REQUEST
Count how many lines in the rows below contain the string "slope", matching case exactly. Reply with the number alone.

PROVIDED RECORDS
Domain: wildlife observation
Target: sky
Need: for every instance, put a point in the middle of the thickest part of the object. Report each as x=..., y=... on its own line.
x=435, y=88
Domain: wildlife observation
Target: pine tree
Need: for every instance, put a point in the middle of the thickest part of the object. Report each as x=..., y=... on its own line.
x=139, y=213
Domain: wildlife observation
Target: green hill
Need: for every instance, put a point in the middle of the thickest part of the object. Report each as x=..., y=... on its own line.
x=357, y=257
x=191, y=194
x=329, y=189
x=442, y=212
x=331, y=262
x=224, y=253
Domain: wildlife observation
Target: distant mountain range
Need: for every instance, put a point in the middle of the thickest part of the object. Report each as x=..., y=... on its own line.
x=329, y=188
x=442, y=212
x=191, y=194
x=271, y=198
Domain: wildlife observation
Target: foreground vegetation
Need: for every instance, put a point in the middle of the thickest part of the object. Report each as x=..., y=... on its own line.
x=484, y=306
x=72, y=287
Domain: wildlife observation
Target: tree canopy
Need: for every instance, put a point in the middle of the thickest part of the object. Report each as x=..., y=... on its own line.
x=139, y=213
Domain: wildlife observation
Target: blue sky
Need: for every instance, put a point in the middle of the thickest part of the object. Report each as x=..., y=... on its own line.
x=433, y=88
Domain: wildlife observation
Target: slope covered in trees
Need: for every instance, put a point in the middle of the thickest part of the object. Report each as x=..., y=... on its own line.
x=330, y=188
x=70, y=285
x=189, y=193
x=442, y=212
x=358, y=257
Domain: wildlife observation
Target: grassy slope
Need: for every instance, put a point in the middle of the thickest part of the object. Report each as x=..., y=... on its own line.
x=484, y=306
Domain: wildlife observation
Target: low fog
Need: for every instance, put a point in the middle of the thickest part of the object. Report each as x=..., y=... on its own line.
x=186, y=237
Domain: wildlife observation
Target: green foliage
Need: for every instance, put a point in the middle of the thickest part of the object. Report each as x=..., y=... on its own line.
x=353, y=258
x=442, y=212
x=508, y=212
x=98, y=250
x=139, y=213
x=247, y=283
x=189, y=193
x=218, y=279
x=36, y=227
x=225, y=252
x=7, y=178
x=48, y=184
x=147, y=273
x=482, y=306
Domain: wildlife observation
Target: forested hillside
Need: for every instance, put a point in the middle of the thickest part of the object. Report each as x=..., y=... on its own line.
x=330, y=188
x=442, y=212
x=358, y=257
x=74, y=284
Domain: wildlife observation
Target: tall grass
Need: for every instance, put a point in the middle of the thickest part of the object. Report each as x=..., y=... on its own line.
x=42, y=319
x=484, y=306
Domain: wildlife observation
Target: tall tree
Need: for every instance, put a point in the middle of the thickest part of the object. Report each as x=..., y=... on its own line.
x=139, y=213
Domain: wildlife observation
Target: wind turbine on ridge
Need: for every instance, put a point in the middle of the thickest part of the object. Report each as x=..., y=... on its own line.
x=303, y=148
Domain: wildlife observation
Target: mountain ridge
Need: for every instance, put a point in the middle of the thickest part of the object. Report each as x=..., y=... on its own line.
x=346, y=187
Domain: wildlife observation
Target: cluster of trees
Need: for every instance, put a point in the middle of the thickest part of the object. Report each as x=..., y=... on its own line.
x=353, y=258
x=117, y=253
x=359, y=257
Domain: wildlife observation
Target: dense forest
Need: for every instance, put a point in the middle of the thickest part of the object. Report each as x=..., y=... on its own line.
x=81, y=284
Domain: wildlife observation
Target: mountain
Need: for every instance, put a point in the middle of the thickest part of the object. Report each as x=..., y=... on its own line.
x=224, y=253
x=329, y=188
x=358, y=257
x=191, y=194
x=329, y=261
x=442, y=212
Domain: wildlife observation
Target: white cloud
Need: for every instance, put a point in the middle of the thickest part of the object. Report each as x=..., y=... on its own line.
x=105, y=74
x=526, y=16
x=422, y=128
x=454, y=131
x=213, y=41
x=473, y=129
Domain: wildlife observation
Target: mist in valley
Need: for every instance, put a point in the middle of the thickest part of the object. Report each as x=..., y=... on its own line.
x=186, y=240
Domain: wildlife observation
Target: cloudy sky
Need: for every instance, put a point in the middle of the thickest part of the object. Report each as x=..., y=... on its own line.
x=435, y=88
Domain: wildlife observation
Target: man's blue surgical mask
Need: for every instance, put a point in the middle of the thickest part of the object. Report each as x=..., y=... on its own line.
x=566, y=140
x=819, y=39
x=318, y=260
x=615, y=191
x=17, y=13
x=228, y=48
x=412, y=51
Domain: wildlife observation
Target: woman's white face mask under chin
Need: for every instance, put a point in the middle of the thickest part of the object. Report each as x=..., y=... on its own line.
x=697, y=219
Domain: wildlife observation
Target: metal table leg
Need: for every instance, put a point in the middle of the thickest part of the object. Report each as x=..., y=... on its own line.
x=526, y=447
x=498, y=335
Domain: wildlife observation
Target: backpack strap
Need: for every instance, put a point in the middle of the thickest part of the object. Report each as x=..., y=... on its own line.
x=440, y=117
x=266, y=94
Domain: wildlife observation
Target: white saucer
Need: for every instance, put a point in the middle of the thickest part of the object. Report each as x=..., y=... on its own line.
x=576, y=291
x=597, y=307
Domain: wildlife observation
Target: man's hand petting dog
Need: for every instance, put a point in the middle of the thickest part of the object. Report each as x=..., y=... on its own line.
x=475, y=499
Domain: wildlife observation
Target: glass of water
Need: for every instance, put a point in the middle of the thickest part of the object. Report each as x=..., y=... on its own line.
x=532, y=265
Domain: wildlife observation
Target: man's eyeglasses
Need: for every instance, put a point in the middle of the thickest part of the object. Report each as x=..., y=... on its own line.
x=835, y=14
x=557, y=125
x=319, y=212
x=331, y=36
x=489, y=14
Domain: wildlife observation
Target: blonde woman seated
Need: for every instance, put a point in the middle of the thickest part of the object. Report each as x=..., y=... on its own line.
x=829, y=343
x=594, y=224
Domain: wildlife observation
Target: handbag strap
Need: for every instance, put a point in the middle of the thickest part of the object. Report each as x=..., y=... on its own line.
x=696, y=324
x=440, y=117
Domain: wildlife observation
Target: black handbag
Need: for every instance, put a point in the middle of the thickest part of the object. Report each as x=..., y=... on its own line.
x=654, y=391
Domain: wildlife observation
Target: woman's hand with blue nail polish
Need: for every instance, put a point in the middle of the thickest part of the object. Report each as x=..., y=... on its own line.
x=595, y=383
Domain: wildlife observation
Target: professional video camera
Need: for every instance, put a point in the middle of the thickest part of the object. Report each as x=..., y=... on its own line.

FINISHED TASK
2